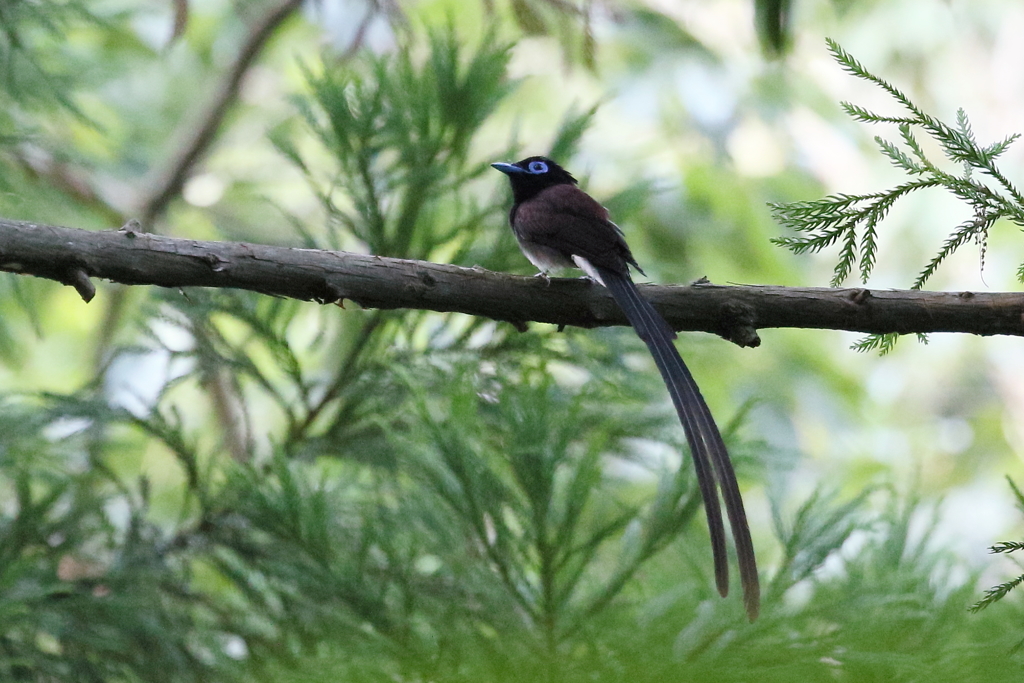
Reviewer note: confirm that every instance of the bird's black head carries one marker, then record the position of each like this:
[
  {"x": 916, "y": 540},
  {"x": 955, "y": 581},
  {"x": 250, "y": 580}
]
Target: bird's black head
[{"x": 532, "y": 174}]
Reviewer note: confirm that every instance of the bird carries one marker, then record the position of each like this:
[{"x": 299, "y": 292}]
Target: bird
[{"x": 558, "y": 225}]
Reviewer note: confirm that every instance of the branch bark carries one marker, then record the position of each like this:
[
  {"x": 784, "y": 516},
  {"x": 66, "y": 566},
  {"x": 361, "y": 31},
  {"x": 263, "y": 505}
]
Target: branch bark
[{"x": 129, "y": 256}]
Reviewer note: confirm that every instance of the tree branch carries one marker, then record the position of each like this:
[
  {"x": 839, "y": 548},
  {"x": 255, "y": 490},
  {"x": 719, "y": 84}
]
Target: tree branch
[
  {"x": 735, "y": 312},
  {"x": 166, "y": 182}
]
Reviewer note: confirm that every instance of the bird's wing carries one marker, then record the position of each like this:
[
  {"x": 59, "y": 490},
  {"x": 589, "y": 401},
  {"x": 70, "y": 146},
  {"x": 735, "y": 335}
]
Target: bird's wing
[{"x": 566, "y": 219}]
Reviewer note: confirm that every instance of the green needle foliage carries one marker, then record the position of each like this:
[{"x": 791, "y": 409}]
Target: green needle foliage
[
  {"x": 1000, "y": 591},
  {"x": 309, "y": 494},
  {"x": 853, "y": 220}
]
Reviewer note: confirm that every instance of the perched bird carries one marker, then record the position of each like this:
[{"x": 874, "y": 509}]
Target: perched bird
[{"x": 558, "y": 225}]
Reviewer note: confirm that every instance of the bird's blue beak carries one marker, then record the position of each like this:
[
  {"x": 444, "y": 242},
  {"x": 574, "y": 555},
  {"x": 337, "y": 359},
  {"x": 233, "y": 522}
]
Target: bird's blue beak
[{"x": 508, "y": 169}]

--

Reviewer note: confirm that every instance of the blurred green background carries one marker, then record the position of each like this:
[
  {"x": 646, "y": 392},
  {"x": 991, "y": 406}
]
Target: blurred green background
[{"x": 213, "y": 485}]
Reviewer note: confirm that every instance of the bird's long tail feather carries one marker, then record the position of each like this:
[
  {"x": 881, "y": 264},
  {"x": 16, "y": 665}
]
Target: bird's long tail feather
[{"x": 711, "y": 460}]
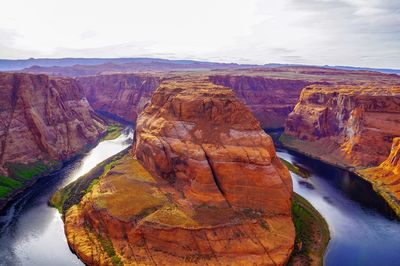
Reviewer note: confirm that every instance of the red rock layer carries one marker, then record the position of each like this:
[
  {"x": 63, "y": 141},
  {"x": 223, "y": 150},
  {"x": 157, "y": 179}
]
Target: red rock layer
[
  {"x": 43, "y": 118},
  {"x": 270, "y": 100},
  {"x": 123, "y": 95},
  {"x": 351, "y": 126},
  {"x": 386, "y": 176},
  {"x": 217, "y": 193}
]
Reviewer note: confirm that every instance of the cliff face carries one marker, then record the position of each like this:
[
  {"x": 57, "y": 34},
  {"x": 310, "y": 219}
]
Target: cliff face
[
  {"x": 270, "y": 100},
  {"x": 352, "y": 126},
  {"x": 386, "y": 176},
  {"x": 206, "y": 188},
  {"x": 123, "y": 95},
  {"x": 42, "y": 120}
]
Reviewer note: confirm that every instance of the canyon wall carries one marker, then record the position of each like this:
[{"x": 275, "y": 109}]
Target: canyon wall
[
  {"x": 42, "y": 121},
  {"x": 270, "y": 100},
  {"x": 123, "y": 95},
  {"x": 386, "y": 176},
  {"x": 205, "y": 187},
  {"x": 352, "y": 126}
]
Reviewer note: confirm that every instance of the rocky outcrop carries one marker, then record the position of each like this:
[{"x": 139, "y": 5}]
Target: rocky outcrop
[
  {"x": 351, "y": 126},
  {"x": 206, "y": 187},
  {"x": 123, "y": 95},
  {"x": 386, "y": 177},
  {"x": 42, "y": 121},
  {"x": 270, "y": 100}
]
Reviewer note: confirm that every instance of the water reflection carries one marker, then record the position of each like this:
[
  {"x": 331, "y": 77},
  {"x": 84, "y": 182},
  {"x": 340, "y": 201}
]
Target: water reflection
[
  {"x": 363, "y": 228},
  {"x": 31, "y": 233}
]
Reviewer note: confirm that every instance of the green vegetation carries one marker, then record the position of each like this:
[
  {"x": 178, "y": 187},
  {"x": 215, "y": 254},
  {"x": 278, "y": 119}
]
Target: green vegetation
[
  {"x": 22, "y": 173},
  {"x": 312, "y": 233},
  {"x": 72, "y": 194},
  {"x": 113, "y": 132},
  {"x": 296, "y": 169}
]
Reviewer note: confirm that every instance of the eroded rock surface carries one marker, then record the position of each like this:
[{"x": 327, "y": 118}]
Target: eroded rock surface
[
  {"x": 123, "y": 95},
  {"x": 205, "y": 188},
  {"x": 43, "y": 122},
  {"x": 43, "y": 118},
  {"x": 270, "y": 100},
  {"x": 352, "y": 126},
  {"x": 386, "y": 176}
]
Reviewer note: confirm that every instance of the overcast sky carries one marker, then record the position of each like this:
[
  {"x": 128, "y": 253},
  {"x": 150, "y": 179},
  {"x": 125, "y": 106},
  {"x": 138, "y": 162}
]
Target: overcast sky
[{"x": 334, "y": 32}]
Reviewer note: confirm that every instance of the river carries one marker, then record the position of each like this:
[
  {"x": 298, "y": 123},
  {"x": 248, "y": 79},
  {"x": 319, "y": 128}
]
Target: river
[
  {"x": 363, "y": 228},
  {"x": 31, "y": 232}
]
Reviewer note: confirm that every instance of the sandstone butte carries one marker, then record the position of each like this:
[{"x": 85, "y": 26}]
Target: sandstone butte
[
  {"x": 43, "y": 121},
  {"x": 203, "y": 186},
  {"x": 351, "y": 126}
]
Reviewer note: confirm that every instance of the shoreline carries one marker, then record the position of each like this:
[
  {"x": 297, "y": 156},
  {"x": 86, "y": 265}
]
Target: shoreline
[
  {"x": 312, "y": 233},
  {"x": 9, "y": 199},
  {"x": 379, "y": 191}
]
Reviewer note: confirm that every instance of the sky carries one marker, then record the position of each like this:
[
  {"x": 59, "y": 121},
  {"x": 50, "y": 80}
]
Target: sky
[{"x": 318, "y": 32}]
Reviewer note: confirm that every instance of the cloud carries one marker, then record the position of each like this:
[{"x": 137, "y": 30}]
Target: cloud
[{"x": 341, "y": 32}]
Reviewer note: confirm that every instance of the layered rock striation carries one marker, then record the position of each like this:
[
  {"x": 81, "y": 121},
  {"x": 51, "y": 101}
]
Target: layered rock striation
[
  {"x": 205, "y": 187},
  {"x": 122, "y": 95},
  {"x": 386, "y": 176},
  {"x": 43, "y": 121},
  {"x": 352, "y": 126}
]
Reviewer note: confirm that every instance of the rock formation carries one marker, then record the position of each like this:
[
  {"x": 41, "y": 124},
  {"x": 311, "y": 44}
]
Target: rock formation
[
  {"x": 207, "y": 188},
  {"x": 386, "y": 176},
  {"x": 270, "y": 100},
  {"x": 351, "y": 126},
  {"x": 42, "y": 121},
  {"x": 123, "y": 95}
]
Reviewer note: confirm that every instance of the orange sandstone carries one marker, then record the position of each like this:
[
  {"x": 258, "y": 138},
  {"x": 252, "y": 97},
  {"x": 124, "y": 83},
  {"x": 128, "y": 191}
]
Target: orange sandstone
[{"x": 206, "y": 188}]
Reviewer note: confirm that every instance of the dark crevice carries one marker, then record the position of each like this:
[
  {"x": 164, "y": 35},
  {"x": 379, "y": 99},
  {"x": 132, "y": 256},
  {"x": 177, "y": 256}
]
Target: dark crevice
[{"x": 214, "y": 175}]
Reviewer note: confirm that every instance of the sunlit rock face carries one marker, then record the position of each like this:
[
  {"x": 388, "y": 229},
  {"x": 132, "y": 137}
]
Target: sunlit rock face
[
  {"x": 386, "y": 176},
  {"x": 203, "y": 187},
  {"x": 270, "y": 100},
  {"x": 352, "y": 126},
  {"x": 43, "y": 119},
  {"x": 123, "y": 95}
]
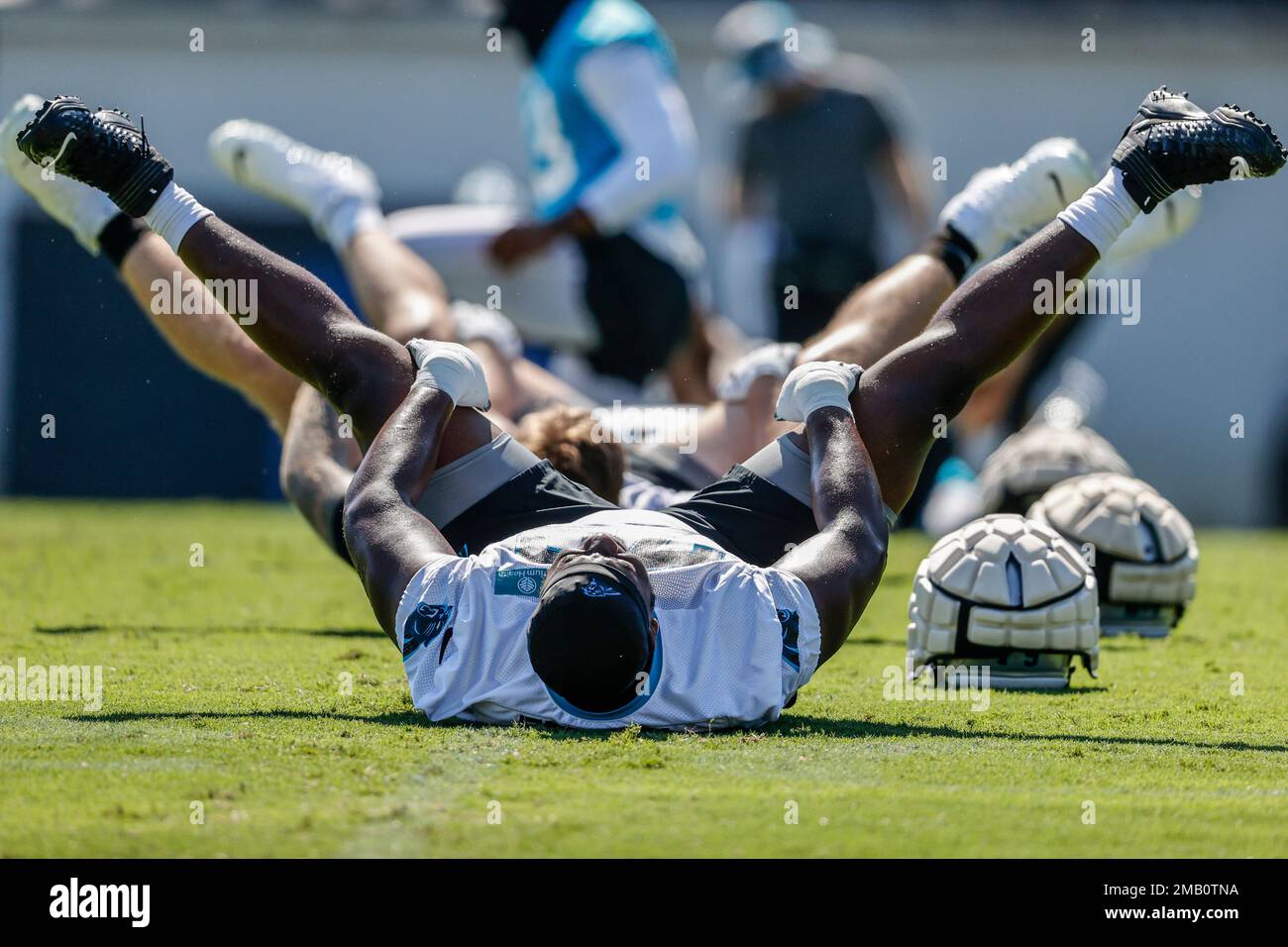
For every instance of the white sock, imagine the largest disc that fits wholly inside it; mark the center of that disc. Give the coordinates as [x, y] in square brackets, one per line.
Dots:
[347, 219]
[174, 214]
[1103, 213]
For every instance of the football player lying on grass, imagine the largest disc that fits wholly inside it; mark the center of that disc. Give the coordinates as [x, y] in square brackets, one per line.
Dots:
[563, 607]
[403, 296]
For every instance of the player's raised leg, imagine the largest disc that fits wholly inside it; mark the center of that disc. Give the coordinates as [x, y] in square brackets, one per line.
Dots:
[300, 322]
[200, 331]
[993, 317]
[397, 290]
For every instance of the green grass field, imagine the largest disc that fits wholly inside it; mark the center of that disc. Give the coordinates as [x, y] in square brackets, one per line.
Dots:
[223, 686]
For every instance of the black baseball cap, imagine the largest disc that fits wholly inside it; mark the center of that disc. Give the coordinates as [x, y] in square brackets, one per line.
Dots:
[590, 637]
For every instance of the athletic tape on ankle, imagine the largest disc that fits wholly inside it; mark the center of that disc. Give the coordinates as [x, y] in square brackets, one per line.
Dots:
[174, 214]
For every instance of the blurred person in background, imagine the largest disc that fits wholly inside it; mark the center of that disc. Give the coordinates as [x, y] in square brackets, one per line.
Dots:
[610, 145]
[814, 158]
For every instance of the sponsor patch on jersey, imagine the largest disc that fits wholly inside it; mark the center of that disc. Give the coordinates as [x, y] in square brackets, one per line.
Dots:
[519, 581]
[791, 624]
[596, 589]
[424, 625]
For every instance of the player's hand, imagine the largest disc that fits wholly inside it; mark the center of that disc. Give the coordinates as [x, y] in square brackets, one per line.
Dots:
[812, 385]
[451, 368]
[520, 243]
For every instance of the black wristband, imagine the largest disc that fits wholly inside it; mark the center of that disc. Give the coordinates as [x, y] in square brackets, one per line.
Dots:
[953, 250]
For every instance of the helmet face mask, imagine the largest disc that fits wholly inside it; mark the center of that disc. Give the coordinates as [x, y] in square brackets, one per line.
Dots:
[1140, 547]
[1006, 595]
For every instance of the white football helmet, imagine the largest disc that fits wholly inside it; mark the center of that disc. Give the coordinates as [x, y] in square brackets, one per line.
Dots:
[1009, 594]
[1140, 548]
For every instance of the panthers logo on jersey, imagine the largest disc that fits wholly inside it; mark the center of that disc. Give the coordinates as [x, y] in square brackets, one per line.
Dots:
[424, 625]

==

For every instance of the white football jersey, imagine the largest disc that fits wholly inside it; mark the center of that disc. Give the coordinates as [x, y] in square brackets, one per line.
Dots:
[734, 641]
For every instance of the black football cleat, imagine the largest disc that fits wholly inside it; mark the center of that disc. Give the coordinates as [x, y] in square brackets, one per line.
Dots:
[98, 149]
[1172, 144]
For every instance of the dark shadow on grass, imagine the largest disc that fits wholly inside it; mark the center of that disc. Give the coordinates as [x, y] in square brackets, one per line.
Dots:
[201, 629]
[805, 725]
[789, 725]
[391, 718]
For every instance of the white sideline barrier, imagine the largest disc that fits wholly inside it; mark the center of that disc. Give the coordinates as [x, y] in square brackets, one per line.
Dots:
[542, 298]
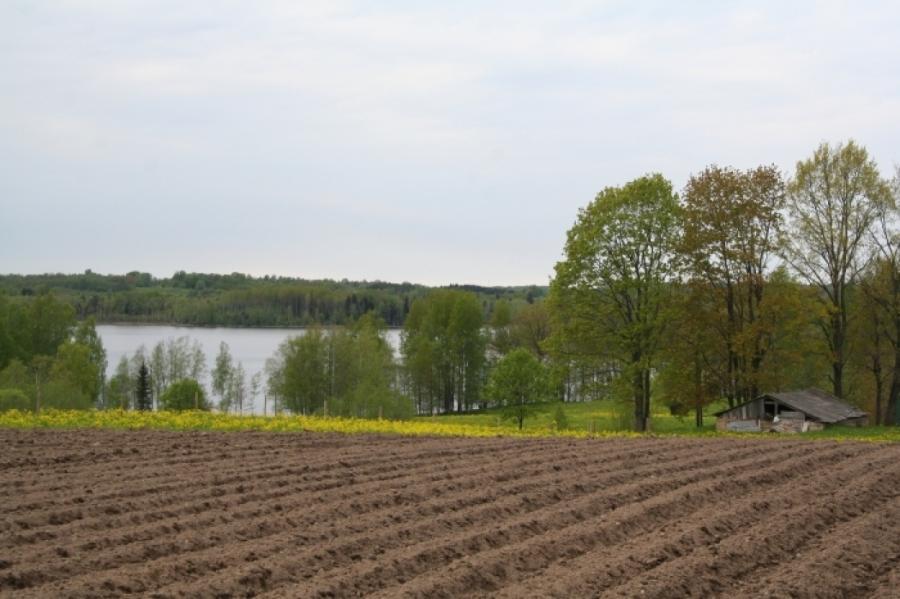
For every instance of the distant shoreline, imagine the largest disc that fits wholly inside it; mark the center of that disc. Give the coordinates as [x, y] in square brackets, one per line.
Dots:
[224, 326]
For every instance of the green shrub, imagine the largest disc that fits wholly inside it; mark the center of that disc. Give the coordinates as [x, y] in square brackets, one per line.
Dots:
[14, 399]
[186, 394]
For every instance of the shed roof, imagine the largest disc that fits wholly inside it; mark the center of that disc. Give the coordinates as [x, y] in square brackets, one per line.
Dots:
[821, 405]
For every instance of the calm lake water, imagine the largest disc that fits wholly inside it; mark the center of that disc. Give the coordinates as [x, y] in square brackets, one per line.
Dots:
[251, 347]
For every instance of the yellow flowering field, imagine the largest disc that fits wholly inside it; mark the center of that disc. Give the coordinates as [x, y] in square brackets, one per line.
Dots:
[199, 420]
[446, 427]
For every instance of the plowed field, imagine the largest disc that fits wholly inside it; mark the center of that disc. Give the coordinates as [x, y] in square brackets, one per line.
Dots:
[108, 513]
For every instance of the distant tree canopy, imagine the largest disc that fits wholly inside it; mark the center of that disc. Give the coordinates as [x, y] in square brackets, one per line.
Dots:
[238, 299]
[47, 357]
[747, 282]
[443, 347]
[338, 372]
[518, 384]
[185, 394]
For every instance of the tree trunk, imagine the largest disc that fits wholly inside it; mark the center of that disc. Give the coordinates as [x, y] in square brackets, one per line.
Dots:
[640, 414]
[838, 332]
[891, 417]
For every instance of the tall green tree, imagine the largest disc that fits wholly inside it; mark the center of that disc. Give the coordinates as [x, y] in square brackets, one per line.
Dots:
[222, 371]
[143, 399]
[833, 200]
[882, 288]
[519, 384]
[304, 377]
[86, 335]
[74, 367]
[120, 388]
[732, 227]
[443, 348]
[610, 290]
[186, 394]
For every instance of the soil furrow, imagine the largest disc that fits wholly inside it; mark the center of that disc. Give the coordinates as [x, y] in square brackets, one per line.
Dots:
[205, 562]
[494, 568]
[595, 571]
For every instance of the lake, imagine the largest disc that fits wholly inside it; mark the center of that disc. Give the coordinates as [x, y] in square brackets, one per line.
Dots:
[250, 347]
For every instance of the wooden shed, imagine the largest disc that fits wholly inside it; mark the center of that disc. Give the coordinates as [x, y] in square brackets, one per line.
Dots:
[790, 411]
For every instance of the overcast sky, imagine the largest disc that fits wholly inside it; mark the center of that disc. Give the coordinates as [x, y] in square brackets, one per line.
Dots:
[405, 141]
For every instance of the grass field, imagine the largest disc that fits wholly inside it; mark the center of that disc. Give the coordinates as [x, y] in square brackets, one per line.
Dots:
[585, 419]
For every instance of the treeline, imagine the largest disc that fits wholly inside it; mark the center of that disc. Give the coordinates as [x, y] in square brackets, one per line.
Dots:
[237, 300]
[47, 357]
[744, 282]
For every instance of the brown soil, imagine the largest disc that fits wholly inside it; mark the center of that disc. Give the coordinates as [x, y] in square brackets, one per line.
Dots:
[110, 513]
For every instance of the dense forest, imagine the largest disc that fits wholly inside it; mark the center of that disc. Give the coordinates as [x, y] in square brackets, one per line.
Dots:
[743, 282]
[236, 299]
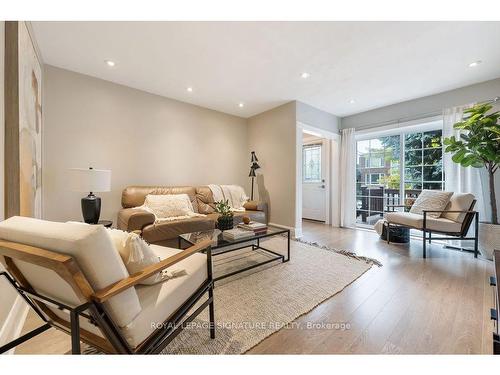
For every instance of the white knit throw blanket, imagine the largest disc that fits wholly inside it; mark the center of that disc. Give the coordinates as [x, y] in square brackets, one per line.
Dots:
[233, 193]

* [PROBLEM STATEMENT]:
Only the lines above that hold "soil" are wanted. Show every one of them.

* [THE COMPLETED TASK]:
For every instance of the soil furrow, imagine the largest disc that fits wholly inside it; mark the center of that disc. Give the coordinates as [x, y] in square brackets, one per line.
For every instance of the brown soil, imagine the largest disc that fits wholly inside it; mark the center of that disc. Give the coordinates as [x, y] in square brackets, one per line.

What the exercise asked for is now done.